[Trecho fornecido]
★ ★ ★ ★ ★ ★ ★

Percepções comungadas
· A Ciência vem
demonstrando que o estado de dilapidação do planeta Terra e o agravamento das
mudanças climáticas foram provocados pela ação humana recente (Antropoceno). O
conjunto de ações que conduziram o planeta à situação presente foi baseado em
uma mentalidade dominante que acreditava e agia como se o ser humano fosse algo
isolado das complexas relações que possibilitam a vida. Nossos fundamentos
sagrados, no entanto, encontram uma forte convergência na percepção de que o ser
humano é tão importante no planeta Terra (Mamapacha, Irê, Casa Comum) quanto os
outros entes animados e não animados que aqui vivem. A interdependência entre
todos os seres é a consciência que devemos promover em nossas comunidades,
se quisermos propiciar uma transformação ética e comportamental sistemática e
planetária.
· Consideramos que
enquanto a lógica da competição dominar a vida humana em sociedade e prevalecer
na base das razões dos Estados e nos campos de negociação da diplomacia global,
pouco ou nenhum avanço conseguiremos no sentido de tornar a vida planetária mais
justa e segura. Baseados em nossos fundamentos sagrados comungamos a ideia de
que o espírito de colaboração e cooperação pavimentam o caminho de uma vida em
sociedade mais saudável e digna para todos e cada um dos nós, em harmonia com o
ambiente e nossas diferenças intrínsecas. O espírito de colaboração e
responsabilidade compartilhada é o que devemos promover em nossas
comunidades, se quisermos propiciar a sustentabilidade da comunidade e do
planeta, onde cada pessoa conhece e defende os seus direitos, aceita e se
compromete com as suas responsabilidades.

★ ★ ★ ★ ★ ★ ★

[Conjunto de dados]
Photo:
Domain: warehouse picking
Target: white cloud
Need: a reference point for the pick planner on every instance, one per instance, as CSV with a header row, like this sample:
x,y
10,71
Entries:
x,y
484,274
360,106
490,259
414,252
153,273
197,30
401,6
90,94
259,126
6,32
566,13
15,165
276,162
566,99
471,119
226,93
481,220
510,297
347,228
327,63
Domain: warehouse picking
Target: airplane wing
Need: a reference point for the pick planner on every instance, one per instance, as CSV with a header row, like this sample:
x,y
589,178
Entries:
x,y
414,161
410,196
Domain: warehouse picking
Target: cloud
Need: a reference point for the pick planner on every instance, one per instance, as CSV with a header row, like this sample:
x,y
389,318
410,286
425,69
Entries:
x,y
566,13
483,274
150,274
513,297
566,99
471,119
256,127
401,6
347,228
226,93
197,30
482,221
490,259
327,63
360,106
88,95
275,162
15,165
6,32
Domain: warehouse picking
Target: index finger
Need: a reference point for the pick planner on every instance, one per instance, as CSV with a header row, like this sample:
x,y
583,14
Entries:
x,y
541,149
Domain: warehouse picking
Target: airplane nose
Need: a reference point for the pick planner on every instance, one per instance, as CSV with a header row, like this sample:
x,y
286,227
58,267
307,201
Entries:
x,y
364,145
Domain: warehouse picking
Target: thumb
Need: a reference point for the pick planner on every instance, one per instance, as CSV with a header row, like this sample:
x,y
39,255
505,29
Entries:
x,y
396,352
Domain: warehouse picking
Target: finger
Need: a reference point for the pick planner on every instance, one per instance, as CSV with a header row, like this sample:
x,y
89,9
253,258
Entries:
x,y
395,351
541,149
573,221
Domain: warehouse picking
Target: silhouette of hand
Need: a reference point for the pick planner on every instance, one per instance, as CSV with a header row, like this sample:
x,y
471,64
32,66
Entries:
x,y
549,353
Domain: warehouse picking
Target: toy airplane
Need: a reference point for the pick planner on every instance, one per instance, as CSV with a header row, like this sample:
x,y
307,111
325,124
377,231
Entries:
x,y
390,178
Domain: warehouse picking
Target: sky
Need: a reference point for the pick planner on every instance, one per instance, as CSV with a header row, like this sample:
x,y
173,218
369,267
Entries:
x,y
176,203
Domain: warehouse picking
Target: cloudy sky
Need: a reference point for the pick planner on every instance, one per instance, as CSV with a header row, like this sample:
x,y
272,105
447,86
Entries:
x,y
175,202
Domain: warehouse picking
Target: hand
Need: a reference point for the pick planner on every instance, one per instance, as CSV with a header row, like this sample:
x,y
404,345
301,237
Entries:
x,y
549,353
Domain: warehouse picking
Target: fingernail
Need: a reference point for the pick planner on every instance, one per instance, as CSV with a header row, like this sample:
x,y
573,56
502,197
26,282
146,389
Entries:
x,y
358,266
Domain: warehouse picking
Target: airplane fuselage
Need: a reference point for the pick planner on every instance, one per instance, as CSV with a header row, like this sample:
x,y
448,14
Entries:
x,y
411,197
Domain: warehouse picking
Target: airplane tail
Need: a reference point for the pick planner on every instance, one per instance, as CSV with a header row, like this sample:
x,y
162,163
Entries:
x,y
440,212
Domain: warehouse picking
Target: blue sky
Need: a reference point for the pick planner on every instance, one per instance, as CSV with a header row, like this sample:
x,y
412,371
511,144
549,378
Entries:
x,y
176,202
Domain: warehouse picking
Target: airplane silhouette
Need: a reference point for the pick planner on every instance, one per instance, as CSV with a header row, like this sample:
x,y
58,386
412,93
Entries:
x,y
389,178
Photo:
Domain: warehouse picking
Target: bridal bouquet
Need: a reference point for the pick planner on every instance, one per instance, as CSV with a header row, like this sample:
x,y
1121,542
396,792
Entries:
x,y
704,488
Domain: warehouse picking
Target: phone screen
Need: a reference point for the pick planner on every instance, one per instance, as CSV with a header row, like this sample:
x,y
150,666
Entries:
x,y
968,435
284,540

★ ★ ★ ★ ★ ★ ★

[Detalhes da tarefa] Copie sem alterações, do trecho sobre as percepções comungadas, a passagem de "Percepções comungadas" a "planetária.".

[Resposta do exercício]
Percepções comungadas
· A Ciência vem
demonstrando que o estado de dilapidação do planeta Terra e o agravamento das
mudanças climáticas foram provocados pela ação humana recente (Antropoceno). O
conjunto de ações que conduziram o planeta à situação presente foi baseado em
uma mentalidade dominante que acreditava e agia como se o ser humano fosse algo
isolado das complexas relações que possibilitam a vida. Nossos fundamentos
sagrados, no entanto, encontram uma forte convergência na percepção de que o ser
humano é tão importante no planeta Terra (Mamapacha, Irê, Casa Comum) quanto os
outros entes animados e não animados que aqui vivem. A interdependência entre
todos os seres é a consciência que devemos promover em nossas comunidades,
se quisermos propiciar uma transformação ética e comportamental sistemática e
planetária.